[Records from a data source]
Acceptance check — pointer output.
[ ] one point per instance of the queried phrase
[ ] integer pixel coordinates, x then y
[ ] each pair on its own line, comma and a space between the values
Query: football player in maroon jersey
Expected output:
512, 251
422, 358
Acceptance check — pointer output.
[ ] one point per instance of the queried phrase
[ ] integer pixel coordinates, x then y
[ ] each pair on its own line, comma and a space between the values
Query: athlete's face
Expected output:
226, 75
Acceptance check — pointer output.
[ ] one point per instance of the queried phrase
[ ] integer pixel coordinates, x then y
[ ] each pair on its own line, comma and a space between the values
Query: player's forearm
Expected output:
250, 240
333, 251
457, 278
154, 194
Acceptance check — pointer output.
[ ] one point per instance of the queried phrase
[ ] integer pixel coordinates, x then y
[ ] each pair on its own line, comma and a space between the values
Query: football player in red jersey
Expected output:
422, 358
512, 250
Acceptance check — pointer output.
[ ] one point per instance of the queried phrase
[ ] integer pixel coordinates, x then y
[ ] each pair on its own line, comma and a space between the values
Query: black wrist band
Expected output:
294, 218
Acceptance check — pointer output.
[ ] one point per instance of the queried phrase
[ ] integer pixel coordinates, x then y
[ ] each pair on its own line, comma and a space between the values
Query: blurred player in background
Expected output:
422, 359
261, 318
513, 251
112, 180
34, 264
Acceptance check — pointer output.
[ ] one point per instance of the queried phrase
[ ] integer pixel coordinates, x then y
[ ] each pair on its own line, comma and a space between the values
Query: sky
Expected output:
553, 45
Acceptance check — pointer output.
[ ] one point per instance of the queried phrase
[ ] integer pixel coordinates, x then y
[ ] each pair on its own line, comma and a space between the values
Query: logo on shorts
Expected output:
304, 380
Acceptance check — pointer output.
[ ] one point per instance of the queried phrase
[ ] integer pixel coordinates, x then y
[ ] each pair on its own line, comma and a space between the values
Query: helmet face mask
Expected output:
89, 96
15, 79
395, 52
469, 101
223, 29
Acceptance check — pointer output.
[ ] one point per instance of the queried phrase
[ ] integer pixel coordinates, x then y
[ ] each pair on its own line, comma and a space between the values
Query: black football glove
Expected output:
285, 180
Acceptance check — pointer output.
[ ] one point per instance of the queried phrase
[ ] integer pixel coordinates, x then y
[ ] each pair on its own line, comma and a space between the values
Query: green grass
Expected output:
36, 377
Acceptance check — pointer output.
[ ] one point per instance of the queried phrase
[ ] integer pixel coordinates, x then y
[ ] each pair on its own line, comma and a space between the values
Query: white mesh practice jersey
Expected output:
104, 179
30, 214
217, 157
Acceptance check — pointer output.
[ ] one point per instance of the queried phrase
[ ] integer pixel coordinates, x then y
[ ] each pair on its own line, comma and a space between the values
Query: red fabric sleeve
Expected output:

▸ **WHAT YOU NEED TO DO**
Word for word, write out all of the entries again.

▸ **RESPONSE**
Acceptance check — pointer output.
[ ] one point per instance of the queried phrase
[ ] integer pixel coordinates, x then y
[ ] each pair on its own line, comma and a space between the values
Query: football player in maroon jersey
Expected output:
512, 251
422, 358
Acceptance check — pointer output.
[ ] one point per instance of the queried phrase
[ ] integer pixel coordinates, x then y
[ ] each pair on its own line, comma and a space between the values
Query: athlete's face
Expected output:
226, 75
Acceptance check — pointer output.
[ ] one point per instance of the queried phrase
[ ] integer pixel coordinates, x then y
[ ] each pair on its own line, comma and a space between the values
Query: player's forearm
Expected output:
250, 240
333, 251
457, 278
154, 194
Acceptance check — pointer output.
[ ] one point per instance of the queried phrase
[ ] integer pixel coordinates, x then y
[ ] each pair on its own line, comma and a space between the values
Query: football player in red jersey
Expected output:
422, 358
512, 250
Acceptance check — pointer output.
[ ] one point per instance of the queried phrase
[ ] integer pixel coordinates, x then y
[ ] each pair on its own line, comma and a space between the values
Query: black wrist band
Expected output:
294, 218
Acceptance check — pointer output.
[ ] one point per instance of the queried phrase
[ ] integer pixel coordinates, x then y
[ ] each pair on its own line, comma and a space between the values
Query: blurred player in background
Expected output:
422, 359
261, 318
513, 251
112, 180
34, 264
Acceptance check — pointer output.
[ ] one point per instance of the queried phrase
[ ] integer pixel coordinates, x then y
[ ] each pair on its own line, comma and a space between the values
Query: sky
Expected output:
553, 45
Acceptance check — pointer output.
[ ] one point per instance of the queried phrase
[ ] integer pixel coordinates, x then y
[ ] each pair on its own line, comma and a space between the values
Query: logo on shorts
Expected output:
304, 380
Acceptance check — pointer output.
[ ] one point per instance of the queried phrase
[ ] integer pixel coordinates, x then y
[ ] each pair on its own line, comma and a space between the values
Query: helmet face mask
Expected output:
89, 96
15, 79
395, 52
469, 101
223, 29
Acceptance check — pointer output.
[ ] one point per instance of the queried phrase
[ ] integer pixel coordinates, x then y
[ ] each pair on its own line, comma and a space between the values
Query: black football glove
Expected output:
285, 180
Acceptance check — pointer output.
[ ] one point per instance of the queried phrase
[ ] integer pixel coordinates, x then y
[ ] each pair on its own line, comma and a space between the values
Query: green grass
Expected output:
36, 377
Acceptance check — pointer output.
[ ] one point per instance of the queried phrase
[ ] integer pixel coordinates, x then y
[ ] each pair on its own line, comma and a space between the values
Query: white mesh practice jersey
Expected output:
104, 179
30, 214
217, 157
Acceptance check — pointer output.
[ ] one point per instance of the queried phrase
[ ] integer pixel coordinates, x then y
[ ] each pair on its own line, comma and a space between the values
Query: red fabric sleeve
Expected output:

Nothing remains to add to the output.